__WHAT IS ASKED__
a) In the .38 Special ammunition thread, begin at the words "By the way, as" and stop after "slipped my mind.". Write that passage again, switching "aluminum-cased" to "brass-cased".
b) In the .38 Special ammunition thread, what bullet weight and type does the Federal American Eagle target load use?
c) According to the .38 Special ammunition thread, why are lead-bullet loads less common than they used to be?

__SOURCE EXTRACT__
· · · · · · ·
It's less common than it used to be, and I think that's because the lead-bullet loads leave a bit more fouling, both on the inside (the barrel) and outside of the gun. The only one I still see regularly on the shelf in some stores is the Federal American Eagle .38 Special 158 grain round-nose lead target load. This is pretty good stuff; I once won a pistol match with that ammo, when my ultra-accurate hand-loaded target ammo was accidentally left on the loading bench at home, halfway across the state (Doh!). Any factory-loaded .38 Special 148 grain wadcutter load should also shoot pretty well, and some will shoot superbly.



> Is there any significant difference between bullet weights? I've never noticed any difference in different 9mm weights I've used.


 If you precisely sight-in your adjustable-sighted revolver with one load, and then switch to another bullet weight, you should see SOME difference in point-of-impact; but if you generally shoot at closer distances (15 yards and less), it may not be very noticeable. At 25 yards and farther, it should be VERY obvious, but some loads _WILL_ shoot to nearly the same P-O-I, so there are no guarantees. All this assumes, of course, that you shoot fairly decent/small groups on target; if your groups are larger than a trash can lid at 7 yards, then no, you probably won't notice any difference. :smt002 :mrgreen:


----------



## IntegraGSR (Nov 6, 2007)

My range is only about 25 yards long, (indoor) so maybe that's why I havnt noticed much difference. Thanks again for the info, next trip I'll bring a trash can lid to gauge my groups, lol!!


----------



## DJ Niner (Oct 3, 2006)

Just goofin' around with ya; Lord knows, there have been some days that I would have missed the _ENTIRE TRASH CAN_, not just the lid! :mrgreen:

By the way, as I was browsing through a few local sporting goods stores yesterday, I remembered to look and see what .38 loads they had in stock. One lead-bullet load I had forgotten about was another CCI Blazer aluminum-cased offering. It, like the American Eagle load in the post above, has a 158 grain lead round nose bullet. Also good stuff, but I haven't shot any of it in years, so it had slipped my mind.
· · · · · · ·
__DATASET RECORDS__
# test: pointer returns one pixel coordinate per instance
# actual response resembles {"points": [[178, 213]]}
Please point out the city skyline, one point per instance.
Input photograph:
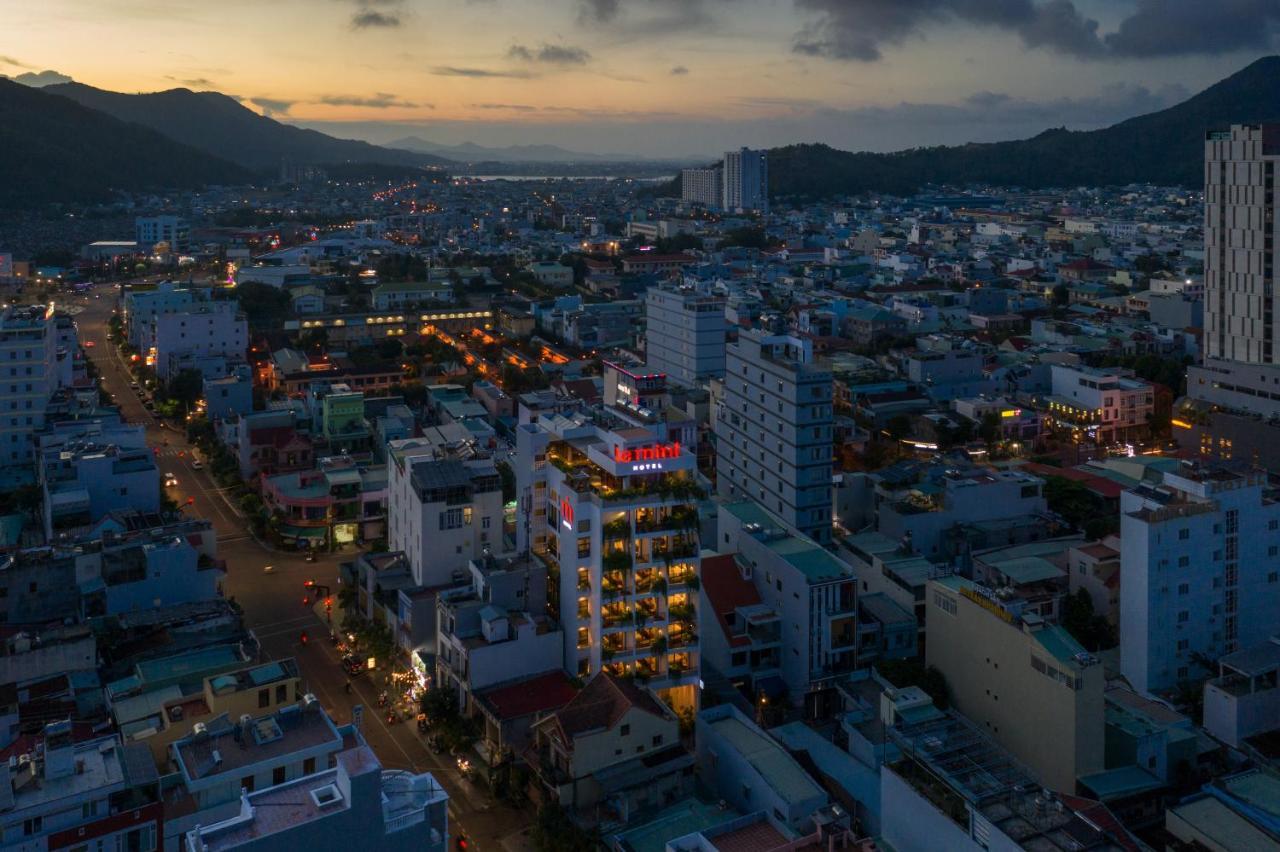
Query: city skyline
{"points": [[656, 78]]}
· · · · · · ·
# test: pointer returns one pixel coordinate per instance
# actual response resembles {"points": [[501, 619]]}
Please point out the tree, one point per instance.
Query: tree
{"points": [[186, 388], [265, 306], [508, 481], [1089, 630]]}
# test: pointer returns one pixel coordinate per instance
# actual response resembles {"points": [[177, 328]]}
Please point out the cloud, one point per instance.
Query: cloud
· · · · · · ·
__RESPONSES IN ORDER__
a)
By the way, as I was browsing through a few local sporting goods stores yesterday, I remembered to look and see what .38 loads they had in stock. One lead-bullet load I had forgotten about was another CCI Blazer brass-cased offering. It, like the American Eagle load in the post above, has a 158 grain lead round nose bullet. Also good stuff, but I haven't shot any of it in years, so it had slipped my mind.

b) A 158 grain round-nose lead bullet.

c) The writer thinks it is because lead-bullet loads leave a bit more fouling. This fouling builds up both inside the barrel and on the outside of the gun.